Exercise material =
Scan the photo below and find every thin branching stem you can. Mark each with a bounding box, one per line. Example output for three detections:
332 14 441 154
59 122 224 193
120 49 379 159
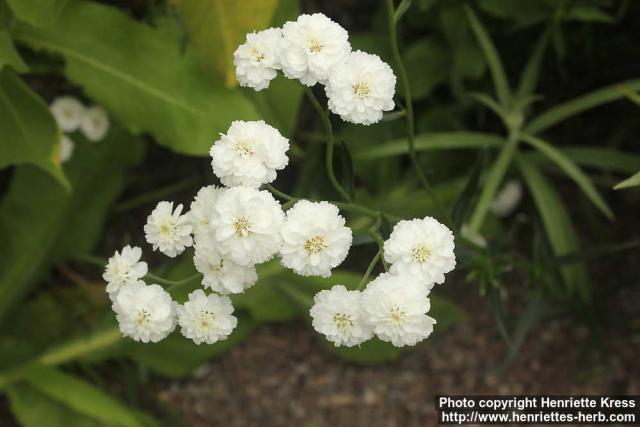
387 0 453 224
304 86 351 202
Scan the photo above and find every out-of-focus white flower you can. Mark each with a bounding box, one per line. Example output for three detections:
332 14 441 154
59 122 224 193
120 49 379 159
80 105 109 142
384 216 456 287
491 180 522 218
58 135 76 163
280 200 353 277
325 51 396 125
144 202 193 258
233 28 282 91
210 120 289 188
280 13 351 86
193 235 258 294
187 185 224 240
102 245 148 301
309 285 373 347
211 187 284 265
362 273 436 347
113 280 176 342
460 224 487 248
49 96 85 132
178 289 238 344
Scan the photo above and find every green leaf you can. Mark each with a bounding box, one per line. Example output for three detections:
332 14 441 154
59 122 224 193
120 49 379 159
451 149 487 230
7 0 69 27
7 384 107 427
167 0 278 87
353 131 504 160
521 134 614 219
0 68 69 190
0 127 142 318
464 5 511 107
613 172 640 190
517 156 590 301
524 79 640 134
560 145 640 173
14 2 258 155
24 365 143 427
0 30 28 73
393 0 412 22
399 37 449 99
124 313 260 377
469 136 518 233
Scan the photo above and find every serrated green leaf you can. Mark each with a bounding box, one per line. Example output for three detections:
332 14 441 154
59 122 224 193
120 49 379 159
517 156 591 301
0 68 69 190
0 30 28 73
7 0 69 27
167 0 278 87
0 127 143 318
13 2 258 155
521 134 614 219
524 79 640 134
353 131 504 160
613 172 640 190
464 5 511 107
24 365 143 427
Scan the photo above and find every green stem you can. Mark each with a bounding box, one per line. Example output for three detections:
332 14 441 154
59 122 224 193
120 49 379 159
387 0 453 224
265 184 402 222
358 250 382 291
469 130 520 233
304 86 351 202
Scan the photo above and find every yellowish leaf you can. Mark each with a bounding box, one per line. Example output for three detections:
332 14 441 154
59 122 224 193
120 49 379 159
167 0 278 87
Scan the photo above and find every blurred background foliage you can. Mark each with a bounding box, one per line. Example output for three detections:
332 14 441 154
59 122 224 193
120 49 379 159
0 0 640 426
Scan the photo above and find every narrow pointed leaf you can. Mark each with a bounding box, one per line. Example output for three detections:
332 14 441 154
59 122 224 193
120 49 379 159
517 156 591 301
522 134 614 219
353 131 504 160
524 79 640 134
464 5 511 107
613 172 640 190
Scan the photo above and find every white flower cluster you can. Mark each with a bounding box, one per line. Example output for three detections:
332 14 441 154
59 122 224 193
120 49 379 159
103 14 456 347
103 121 352 344
234 13 396 125
310 217 456 347
49 96 109 163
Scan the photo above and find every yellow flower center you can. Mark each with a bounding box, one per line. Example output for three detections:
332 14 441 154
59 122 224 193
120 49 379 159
307 37 322 53
233 216 251 237
333 313 353 332
353 82 371 98
389 307 407 324
135 308 151 327
412 245 431 264
251 47 264 62
198 310 216 330
235 141 256 157
160 221 176 237
304 236 327 255
209 259 224 273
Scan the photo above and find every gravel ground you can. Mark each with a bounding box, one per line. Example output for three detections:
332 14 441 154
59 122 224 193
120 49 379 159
159 283 640 427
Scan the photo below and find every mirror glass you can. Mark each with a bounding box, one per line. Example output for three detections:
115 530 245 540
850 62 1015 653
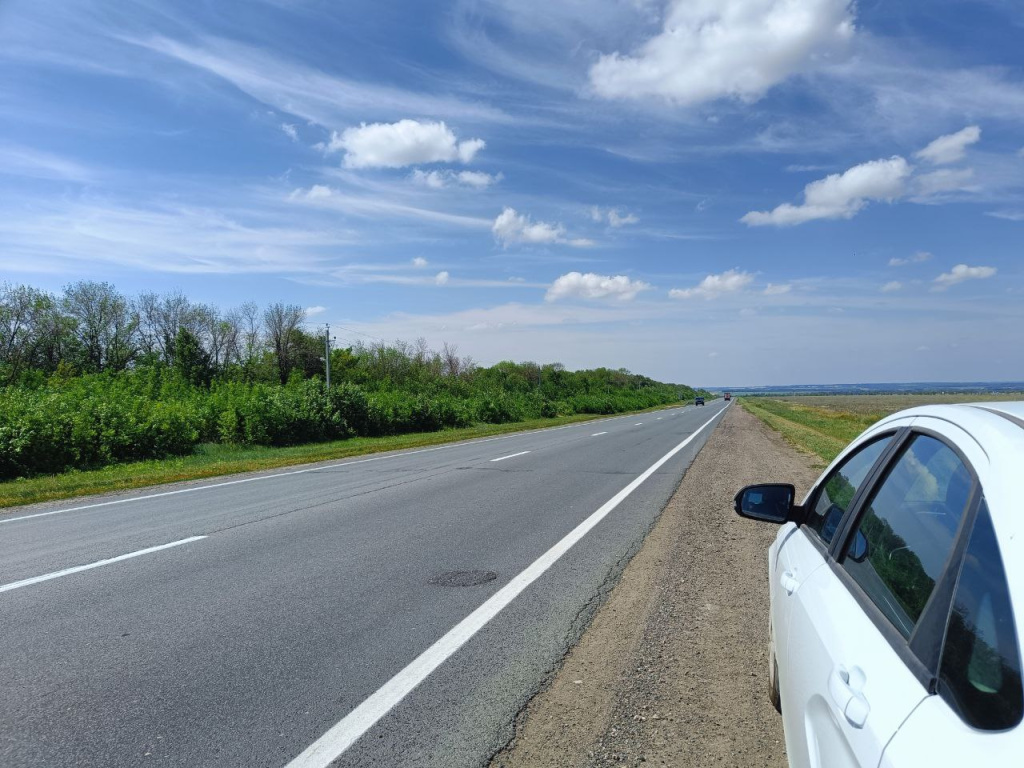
736 484 795 522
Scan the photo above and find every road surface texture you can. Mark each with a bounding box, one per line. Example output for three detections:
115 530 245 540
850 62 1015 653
492 408 819 768
0 401 727 768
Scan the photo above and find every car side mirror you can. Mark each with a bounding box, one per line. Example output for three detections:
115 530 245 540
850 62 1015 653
846 530 869 562
734 483 798 523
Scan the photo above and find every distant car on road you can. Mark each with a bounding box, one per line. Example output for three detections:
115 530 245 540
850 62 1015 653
735 402 1024 768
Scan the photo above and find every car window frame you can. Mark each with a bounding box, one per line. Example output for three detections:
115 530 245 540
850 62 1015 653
826 425 984 694
800 427 907 560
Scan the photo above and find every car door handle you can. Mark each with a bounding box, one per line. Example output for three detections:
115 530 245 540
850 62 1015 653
828 667 871 728
778 570 800 595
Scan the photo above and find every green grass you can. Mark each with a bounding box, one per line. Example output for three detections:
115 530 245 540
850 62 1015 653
0 403 682 509
739 392 1024 466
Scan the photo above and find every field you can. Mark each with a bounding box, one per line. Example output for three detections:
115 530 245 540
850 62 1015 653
739 392 1024 466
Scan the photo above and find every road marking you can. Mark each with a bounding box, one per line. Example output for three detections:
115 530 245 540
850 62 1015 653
286 409 725 768
0 536 206 592
0 415 692 525
490 451 529 462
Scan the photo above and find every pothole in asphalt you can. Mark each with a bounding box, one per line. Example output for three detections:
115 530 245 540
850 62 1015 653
428 570 498 587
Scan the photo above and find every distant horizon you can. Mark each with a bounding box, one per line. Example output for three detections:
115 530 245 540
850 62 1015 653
693 379 1024 392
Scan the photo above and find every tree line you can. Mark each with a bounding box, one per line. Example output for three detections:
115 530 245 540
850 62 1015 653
0 282 694 479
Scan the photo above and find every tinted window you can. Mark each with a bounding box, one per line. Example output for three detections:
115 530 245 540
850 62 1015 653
806 435 892 544
939 505 1024 730
843 435 972 637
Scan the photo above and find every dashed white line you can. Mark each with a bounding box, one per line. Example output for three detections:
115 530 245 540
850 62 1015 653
490 451 529 462
287 410 724 768
0 536 206 592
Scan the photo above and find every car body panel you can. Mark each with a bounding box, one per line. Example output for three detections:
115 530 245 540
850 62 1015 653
768 402 1024 768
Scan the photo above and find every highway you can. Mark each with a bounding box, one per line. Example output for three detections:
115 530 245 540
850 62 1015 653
0 400 728 768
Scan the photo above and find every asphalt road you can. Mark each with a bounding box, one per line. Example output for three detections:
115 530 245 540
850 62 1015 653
0 400 725 768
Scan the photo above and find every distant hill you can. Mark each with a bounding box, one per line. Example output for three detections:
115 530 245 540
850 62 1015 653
706 381 1024 395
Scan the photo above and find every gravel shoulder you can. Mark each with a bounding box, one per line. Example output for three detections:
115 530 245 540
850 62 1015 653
490 408 818 768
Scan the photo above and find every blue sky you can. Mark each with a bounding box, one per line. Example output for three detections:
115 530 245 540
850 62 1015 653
0 0 1024 385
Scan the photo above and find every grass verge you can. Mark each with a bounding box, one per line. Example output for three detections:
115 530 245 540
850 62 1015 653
739 397 884 466
0 403 683 509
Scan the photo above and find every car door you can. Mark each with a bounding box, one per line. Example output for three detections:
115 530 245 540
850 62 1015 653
782 425 977 768
769 425 898 765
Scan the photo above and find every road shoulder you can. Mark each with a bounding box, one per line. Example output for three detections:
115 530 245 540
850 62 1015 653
492 408 817 768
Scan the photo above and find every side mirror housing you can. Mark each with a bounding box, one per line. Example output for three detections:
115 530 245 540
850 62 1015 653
734 483 800 523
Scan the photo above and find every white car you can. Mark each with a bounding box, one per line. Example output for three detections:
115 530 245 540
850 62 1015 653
736 402 1024 768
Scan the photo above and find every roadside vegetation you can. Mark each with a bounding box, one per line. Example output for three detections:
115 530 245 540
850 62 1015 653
739 392 1024 466
0 282 708 503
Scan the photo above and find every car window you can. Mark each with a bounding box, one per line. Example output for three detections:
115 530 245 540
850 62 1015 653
843 435 973 637
939 505 1024 730
805 435 893 544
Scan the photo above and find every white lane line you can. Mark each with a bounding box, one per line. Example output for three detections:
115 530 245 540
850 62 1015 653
286 412 722 768
0 536 206 592
490 451 529 462
0 416 692 525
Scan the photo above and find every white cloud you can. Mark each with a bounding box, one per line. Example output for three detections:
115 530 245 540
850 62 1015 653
303 184 333 200
410 168 504 189
327 120 485 168
590 206 640 228
590 0 854 104
914 125 981 165
911 168 974 199
933 264 995 291
889 251 932 266
669 269 754 299
740 156 912 226
544 272 650 301
490 207 594 248
456 171 505 189
985 211 1024 221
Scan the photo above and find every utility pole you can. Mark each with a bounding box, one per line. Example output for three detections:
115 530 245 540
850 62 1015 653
324 323 331 392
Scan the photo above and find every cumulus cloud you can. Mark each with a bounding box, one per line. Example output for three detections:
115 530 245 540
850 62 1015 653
914 125 981 165
325 120 485 168
889 251 932 266
933 264 995 291
590 0 854 104
303 184 332 200
590 206 640 228
911 168 974 199
544 272 650 301
410 168 504 189
669 269 754 299
740 156 912 226
490 207 594 248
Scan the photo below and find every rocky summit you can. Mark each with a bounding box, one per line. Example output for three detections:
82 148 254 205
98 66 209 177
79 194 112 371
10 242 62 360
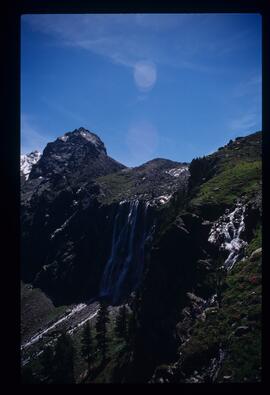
21 127 262 383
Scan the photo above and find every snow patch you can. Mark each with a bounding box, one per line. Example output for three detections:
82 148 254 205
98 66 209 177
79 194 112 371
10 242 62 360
156 195 172 204
50 210 78 240
21 151 42 180
58 134 69 142
165 166 188 177
21 303 87 350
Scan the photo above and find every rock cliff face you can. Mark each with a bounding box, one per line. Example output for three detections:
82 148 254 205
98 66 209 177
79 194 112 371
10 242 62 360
127 133 262 383
21 128 262 383
21 128 189 304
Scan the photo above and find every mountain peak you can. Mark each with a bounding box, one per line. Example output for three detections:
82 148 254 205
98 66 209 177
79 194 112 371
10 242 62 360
21 150 42 180
57 127 107 154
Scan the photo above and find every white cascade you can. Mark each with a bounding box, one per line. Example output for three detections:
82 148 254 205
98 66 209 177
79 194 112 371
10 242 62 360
100 200 154 303
208 202 247 270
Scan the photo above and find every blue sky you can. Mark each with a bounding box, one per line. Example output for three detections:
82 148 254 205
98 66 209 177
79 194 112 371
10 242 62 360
21 14 262 166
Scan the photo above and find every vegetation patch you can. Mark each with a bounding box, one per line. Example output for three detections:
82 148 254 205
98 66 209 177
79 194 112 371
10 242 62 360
190 161 262 212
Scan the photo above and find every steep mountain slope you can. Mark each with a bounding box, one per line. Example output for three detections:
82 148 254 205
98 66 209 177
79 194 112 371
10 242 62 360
122 132 262 382
20 151 41 183
21 128 188 304
22 128 262 383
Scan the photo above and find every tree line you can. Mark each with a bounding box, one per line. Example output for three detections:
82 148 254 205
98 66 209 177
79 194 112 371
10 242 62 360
22 302 135 384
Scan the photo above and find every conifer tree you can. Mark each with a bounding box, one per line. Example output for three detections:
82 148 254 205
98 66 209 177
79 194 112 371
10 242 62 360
81 321 94 371
115 305 127 340
53 333 75 384
40 347 54 382
96 302 109 362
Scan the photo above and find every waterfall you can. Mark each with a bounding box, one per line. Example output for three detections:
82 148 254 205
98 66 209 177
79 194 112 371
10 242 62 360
208 203 247 270
100 200 153 303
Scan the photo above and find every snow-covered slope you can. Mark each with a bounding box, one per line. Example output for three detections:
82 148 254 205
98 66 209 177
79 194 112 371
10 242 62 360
21 151 42 180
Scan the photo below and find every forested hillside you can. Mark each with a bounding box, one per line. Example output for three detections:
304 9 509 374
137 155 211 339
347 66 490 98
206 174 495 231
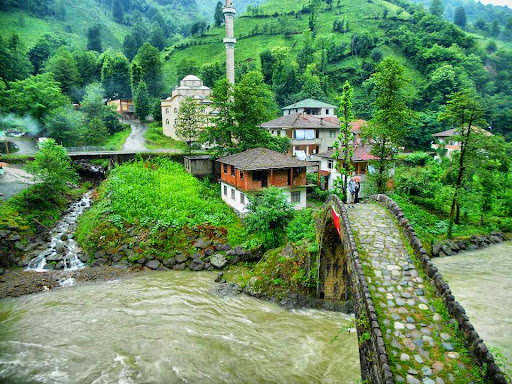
412 0 512 41
164 0 512 147
0 0 210 49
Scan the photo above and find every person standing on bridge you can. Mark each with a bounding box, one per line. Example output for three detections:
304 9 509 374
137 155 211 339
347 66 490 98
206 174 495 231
347 177 356 207
354 177 361 204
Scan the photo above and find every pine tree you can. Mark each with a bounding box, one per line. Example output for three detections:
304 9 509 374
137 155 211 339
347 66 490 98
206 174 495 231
87 24 103 53
213 1 224 27
133 80 151 121
491 20 501 37
87 117 108 145
440 91 484 239
453 7 468 28
430 0 444 17
332 81 354 203
364 58 414 193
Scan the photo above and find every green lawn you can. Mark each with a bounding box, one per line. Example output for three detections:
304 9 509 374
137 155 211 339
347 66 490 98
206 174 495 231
105 127 132 151
144 122 188 151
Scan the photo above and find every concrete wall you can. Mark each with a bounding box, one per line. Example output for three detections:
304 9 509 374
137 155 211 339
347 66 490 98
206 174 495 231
370 195 507 384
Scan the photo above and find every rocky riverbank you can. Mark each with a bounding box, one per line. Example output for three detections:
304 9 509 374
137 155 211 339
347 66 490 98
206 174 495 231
0 266 142 299
431 232 507 257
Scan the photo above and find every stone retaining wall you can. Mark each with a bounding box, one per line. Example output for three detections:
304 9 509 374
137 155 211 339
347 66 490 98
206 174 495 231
370 195 507 384
320 195 394 384
431 232 505 257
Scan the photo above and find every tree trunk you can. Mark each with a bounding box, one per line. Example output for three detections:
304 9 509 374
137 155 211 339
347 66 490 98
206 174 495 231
447 119 473 239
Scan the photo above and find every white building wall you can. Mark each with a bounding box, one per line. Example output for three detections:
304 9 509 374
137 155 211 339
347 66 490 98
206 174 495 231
220 181 307 214
318 129 340 153
220 182 249 214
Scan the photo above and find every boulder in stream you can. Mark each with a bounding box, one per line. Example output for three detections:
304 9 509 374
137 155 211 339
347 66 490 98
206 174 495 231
210 253 228 269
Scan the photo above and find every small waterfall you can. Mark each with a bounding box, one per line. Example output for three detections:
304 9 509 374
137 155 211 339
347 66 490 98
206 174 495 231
26 191 92 272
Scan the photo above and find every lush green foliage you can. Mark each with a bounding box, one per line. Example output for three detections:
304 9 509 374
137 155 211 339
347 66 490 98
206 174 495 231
394 133 512 243
332 81 354 203
93 159 236 229
27 139 78 194
245 187 293 249
364 58 414 193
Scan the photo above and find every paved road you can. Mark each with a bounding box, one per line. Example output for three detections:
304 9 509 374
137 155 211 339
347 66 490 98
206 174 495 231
123 120 148 152
348 204 484 384
0 165 32 200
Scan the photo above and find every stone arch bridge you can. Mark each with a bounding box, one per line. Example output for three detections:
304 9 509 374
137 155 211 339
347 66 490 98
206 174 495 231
317 195 506 384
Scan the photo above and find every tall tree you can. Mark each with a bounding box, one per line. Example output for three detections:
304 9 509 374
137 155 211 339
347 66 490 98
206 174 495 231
453 6 468 28
87 24 103 53
45 105 87 147
133 80 151 121
28 139 78 195
123 34 140 60
101 52 132 99
207 79 235 151
364 58 414 193
332 81 354 203
0 35 33 82
2 73 70 121
233 71 277 150
112 0 124 23
130 61 143 95
87 117 108 145
44 46 82 101
213 1 224 27
176 97 203 153
430 0 444 17
134 43 163 97
440 91 484 238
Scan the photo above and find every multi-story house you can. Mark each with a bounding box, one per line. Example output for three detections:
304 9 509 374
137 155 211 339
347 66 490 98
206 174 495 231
261 99 340 160
217 148 310 215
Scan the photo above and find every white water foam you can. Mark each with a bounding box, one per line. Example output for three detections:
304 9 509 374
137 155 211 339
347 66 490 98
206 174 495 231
26 192 92 272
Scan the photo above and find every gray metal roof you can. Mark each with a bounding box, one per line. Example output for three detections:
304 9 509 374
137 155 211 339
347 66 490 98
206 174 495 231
261 113 340 129
217 148 312 171
282 99 338 110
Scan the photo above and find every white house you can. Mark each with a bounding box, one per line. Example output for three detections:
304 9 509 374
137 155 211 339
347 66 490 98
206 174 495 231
217 148 310 215
161 75 213 140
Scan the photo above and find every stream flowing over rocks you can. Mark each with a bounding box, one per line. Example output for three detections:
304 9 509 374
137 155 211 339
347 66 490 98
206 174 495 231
26 191 92 272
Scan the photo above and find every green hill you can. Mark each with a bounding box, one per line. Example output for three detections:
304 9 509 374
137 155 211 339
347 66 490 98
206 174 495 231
163 0 512 140
0 0 210 49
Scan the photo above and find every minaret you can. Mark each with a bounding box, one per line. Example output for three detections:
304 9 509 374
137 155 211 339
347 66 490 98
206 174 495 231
222 0 236 84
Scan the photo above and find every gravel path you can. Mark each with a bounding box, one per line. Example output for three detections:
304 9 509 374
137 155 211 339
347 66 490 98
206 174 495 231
349 204 482 384
123 120 148 151
0 266 140 299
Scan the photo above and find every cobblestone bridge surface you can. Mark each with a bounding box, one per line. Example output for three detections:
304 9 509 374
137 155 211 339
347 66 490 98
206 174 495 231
348 204 479 384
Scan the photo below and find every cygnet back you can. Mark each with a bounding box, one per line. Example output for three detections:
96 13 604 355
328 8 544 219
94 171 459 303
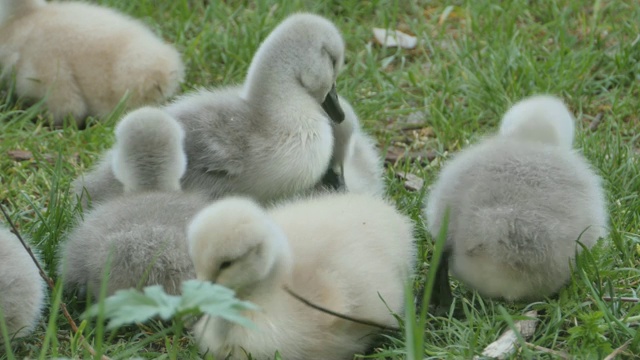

Exercise =
Rewrite the part of the listing above as a numbered list with blank lines dropped. Begin at the line that contains "Scan the photo above and find every field" and stop after the line that contains "768 402 1024 768", keeping both of those lines.

The answer =
1. Scan the photo above and find every field you can. Mark each with a bounding box, one per line. Example output for three detections:
2. 115 530 245 540
3. 850 62 1015 653
4. 739 392 1024 466
5. Scan the photo above and find every road marking you can. Mark each with a bounding box, one per line. Example output for three detections:
6. 115 530 245 540
7. 850 62 1015 653
8. 286 409 725 768
9. 0 536 206 592
10. 0 415 692 525
11. 490 451 529 462
12. Scan the photo above and find every pothole in asphalt you can. Mark each with a bounding box, one per line. Example output for three detections:
13. 115 530 245 540
14. 850 62 1015 653
15. 428 570 498 587
16. Scan the photo above and find every distant horizon you can. Mark each with a bounding box, one per line. Example output for three detections:
17. 115 530 245 540
18. 850 62 1015 653
19. 693 379 1024 392
20. Scan the photo above and find every tree line you can. Mark each with a bounding box, one per line. Example output for three detections:
21. 115 530 245 540
22. 850 62 1015 653
23. 0 282 694 479
24. Scan the photo above and find every tinted window you can. Mark each with a bounding box, one per line. Example output for three detections:
25. 115 530 245 540
26. 850 62 1015 653
27. 806 435 892 544
28. 939 505 1024 730
29. 843 435 972 637
30. Scan the photo above and find every dashed white line you can. Mark each with a bounding box, one per line. Example output for three detections:
31. 115 530 245 540
32. 850 62 1015 653
33. 490 451 529 462
34. 287 410 724 768
35. 0 536 206 592
36. Scan the photo above and find every car body panel you can. Mark each with a bounding box, one per line. Example output for three detections:
37. 115 530 245 540
38. 850 62 1015 653
39. 768 402 1024 768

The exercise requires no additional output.